* [Problem description]:
In the listing that follows, how many lines hold the string "locate"? Answer with the number only.

--- Data provided Enclosed Below ---

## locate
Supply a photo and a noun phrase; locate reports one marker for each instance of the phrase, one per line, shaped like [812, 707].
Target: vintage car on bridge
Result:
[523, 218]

--- End of Enclosed Data provided ---

* [Answer for this exercise]:
2